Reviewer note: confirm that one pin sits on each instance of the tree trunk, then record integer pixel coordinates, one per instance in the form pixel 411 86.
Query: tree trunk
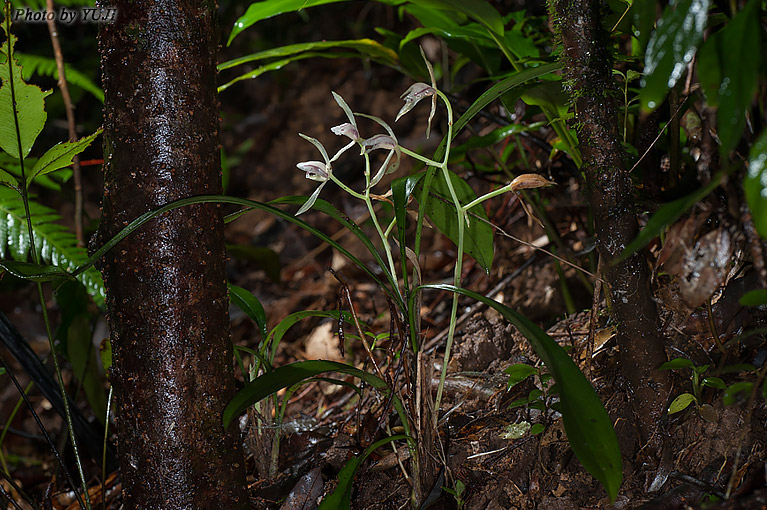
pixel 167 301
pixel 588 69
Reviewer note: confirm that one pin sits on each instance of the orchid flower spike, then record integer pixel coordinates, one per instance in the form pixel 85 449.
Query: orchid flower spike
pixel 315 170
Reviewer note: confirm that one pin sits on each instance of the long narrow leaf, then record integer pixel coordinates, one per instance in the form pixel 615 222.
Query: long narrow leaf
pixel 288 375
pixel 588 427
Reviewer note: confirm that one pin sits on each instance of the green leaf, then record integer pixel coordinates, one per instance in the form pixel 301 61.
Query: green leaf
pixel 754 298
pixel 478 237
pixel 261 257
pixel 551 98
pixel 366 47
pixel 729 69
pixel 713 382
pixel 55 243
pixel 755 184
pixel 731 393
pixel 279 64
pixel 340 498
pixel 667 214
pixel 671 48
pixel 294 373
pixel 60 156
pixel 266 9
pixel 478 10
pixel 29 103
pixel 518 373
pixel 588 427
pixel 497 90
pixel 7 179
pixel 250 306
pixel 46 66
pixel 81 356
pixel 681 403
pixel 677 363
pixel 34 272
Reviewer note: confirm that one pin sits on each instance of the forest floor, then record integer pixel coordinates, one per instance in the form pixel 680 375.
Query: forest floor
pixel 706 447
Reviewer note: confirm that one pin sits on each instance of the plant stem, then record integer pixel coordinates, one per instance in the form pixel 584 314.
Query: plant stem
pixel 458 263
pixel 36 260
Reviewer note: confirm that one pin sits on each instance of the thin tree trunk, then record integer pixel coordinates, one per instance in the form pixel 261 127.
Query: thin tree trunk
pixel 167 301
pixel 588 69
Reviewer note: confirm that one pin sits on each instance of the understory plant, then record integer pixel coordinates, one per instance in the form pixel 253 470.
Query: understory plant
pixel 453 207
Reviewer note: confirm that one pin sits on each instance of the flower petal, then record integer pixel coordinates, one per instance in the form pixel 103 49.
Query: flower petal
pixel 345 108
pixel 315 170
pixel 415 93
pixel 378 142
pixel 346 129
pixel 317 144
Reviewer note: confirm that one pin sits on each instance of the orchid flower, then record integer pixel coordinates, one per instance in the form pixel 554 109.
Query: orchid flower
pixel 387 142
pixel 418 91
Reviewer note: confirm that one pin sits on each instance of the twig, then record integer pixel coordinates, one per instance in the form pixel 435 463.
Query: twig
pixel 72 131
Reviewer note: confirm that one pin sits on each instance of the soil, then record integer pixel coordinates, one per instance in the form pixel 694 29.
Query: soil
pixel 705 450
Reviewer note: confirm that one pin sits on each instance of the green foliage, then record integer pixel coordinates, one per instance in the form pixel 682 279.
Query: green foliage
pixel 755 184
pixel 46 66
pixel 441 211
pixel 340 498
pixel 54 242
pixel 728 66
pixel 671 48
pixel 589 429
pixel 24 111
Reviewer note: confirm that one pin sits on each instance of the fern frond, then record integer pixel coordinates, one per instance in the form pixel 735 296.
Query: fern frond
pixel 55 243
pixel 46 66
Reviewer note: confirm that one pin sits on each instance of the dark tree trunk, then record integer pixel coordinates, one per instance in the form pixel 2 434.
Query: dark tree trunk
pixel 588 69
pixel 167 301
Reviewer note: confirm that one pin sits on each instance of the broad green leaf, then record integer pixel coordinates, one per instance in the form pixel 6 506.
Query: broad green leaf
pixel 666 215
pixel 250 306
pixel 275 336
pixel 46 66
pixel 340 498
pixel 676 364
pixel 288 375
pixel 713 382
pixel 729 68
pixel 478 237
pixel 754 298
pixel 60 156
pixel 478 10
pixel 681 403
pixel 7 179
pixel 500 88
pixel 29 103
pixel 755 184
pixel 588 427
pixel 671 48
pixel 266 9
pixel 518 373
pixel 52 181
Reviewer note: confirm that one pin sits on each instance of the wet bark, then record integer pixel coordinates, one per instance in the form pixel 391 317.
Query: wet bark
pixel 167 301
pixel 588 70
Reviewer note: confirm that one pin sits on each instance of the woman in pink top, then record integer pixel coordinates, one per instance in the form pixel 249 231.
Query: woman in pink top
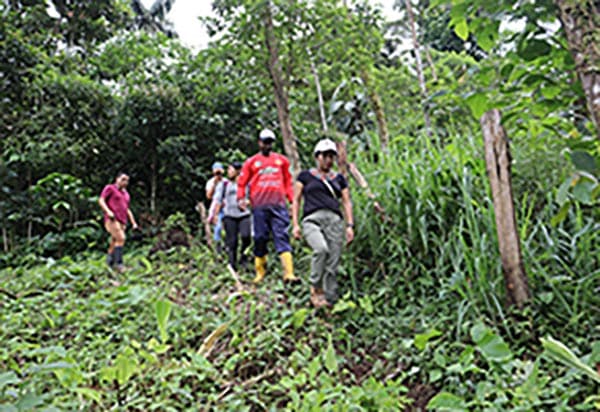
pixel 114 201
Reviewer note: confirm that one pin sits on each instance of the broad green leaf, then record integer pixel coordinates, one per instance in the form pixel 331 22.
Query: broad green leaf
pixel 330 357
pixel 559 351
pixel 126 366
pixel 421 339
pixel 490 345
pixel 584 161
pixel 478 103
pixel 445 401
pixel 90 393
pixel 561 215
pixel 550 92
pixel 29 402
pixel 563 191
pixel 583 190
pixel 343 305
pixel 299 317
pixel 461 29
pixel 163 309
pixel 366 304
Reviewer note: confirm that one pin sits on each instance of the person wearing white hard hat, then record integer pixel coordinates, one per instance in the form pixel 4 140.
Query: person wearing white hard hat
pixel 267 174
pixel 326 203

-=-=-

STATED PROBLEM =>
Starting with the line that contains "pixel 249 231." and going on through the line that contains "pixel 114 201", both included, write those lines of the records out again with the requests, and shift every pixel coordinate in the answers up by 46. Leave the coordinates in the requests' format samples unchanged, and omit the picture.

ANSWER TO THIS PROBLEM =>
Reviewer note: confirm that one pin sits on each instance of the woman in pink top, then record integer pixel coordinates, one per instance in the form pixel 249 231.
Query: woman in pink top
pixel 160 247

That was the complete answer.